> INFORMATION GIVEN:

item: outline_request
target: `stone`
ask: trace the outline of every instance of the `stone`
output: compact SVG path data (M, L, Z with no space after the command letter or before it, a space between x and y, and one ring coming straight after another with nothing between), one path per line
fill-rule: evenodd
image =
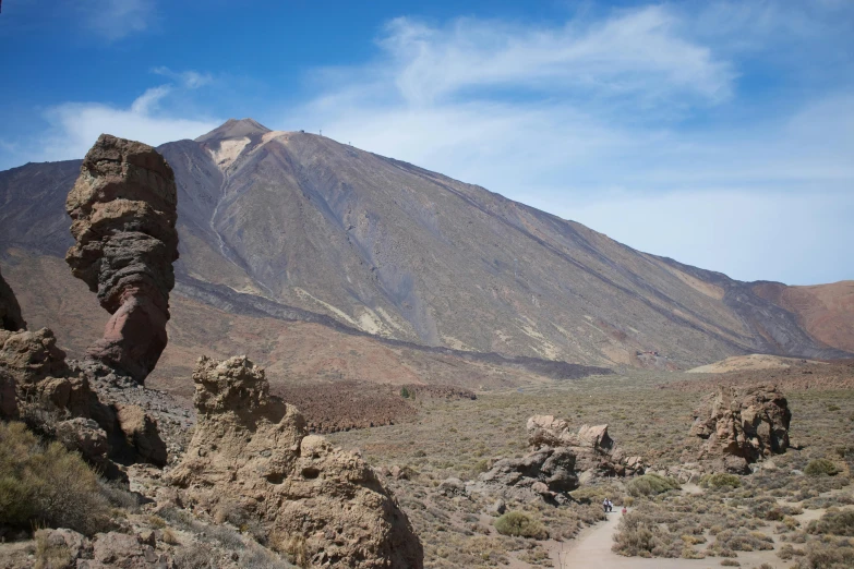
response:
M0 370L0 419L5 421L17 419L15 380L2 370Z
M55 436L67 449L76 450L91 464L108 468L107 433L95 421L83 417L60 421L57 423Z
M438 485L438 492L448 498L453 498L454 496L465 496L466 485L461 480L452 476L442 481L442 483Z
M501 516L505 511L507 511L507 504L500 498L492 503L492 506L486 510L486 513L491 516Z
M304 540L311 565L423 567L421 543L376 473L357 453L309 435L302 414L269 395L263 368L245 356L202 358L193 382L195 432L168 475L185 504L239 509L264 525L274 547Z
M577 433L569 423L552 415L528 420L528 444L532 449L566 447L576 457L576 470L589 472L585 481L601 476L629 476L643 472L641 457L627 457L608 433L608 425L582 425Z
M79 569L166 569L171 566L168 556L158 556L141 536L118 532L97 534L93 541L93 560L77 564Z
M65 352L57 347L49 328L36 331L0 331L0 370L5 370L19 386L33 386L46 377L65 377Z
M507 499L555 497L578 487L575 455L565 447L543 447L520 459L498 460L478 482L486 492Z
M167 343L177 195L172 169L157 150L101 134L65 201L76 241L65 262L112 315L87 358L140 384Z
M76 559L92 556L92 542L83 534L67 529L44 529L35 533L36 541L46 543L51 548L65 547L69 553L68 567L74 567ZM53 567L53 566L51 566Z
M25 330L26 322L21 316L21 305L17 303L12 287L0 273L0 330Z
M726 472L747 474L750 464L790 446L792 412L777 386L720 386L694 416L690 434L705 439L699 458Z
M166 443L160 438L157 422L151 415L139 405L117 403L116 419L125 440L136 449L143 462L166 465Z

> SET PROBLEM:
Could you rewrite the records above with every "stone" renamed to "rock", changing nothing else and leaving the pictures out?

> RESULT OF THE EXERCISE:
item: outline_request
target: `rock`
ask: trace the outline of every instance of the `rock`
output: compact SVG path data (M, L, Z with no space after the command letter or before it, a space between x and y, and one ring coming straight after another with nothing between), one path per line
fill-rule: evenodd
image =
response:
M0 370L0 419L5 421L17 419L15 380L2 370Z
M55 436L67 449L76 450L91 464L108 468L107 433L95 421L83 417L60 421L57 423Z
M438 485L438 492L448 498L453 498L454 496L465 496L466 485L461 480L452 476L442 481L442 483Z
M501 516L505 511L507 511L507 504L500 498L492 503L492 506L486 510L486 513L491 516Z
M304 540L311 565L423 567L421 543L376 473L357 453L309 435L302 414L269 395L263 368L245 356L202 358L193 382L195 432L168 475L185 504L239 509L264 525L274 547Z
M577 433L569 423L552 415L528 420L528 444L532 449L566 447L576 457L576 470L589 472L585 481L601 476L629 476L643 472L641 457L627 457L608 433L608 425L582 425Z
M79 569L166 569L171 566L168 556L158 556L141 536L118 532L97 534L93 541L93 560L77 564Z
M65 352L57 347L49 328L36 331L0 331L0 370L5 370L19 386L33 386L46 377L65 377Z
M507 499L555 497L578 487L575 455L565 447L543 447L520 459L498 460L478 482L486 492Z
M167 343L177 195L172 169L157 150L101 134L65 201L76 241L65 262L112 315L87 358L140 384Z
M76 559L92 556L92 542L83 534L67 529L44 529L35 533L36 541L46 543L51 548L65 547L69 553L68 567L74 567ZM53 567L53 566L51 566Z
M25 330L26 322L21 316L21 305L17 303L12 287L0 273L0 330Z
M726 472L747 474L750 464L790 446L792 412L777 386L720 386L694 416L690 434L705 439L699 458Z
M166 443L160 438L157 422L151 415L139 405L117 403L116 419L125 440L136 449L143 462L166 465Z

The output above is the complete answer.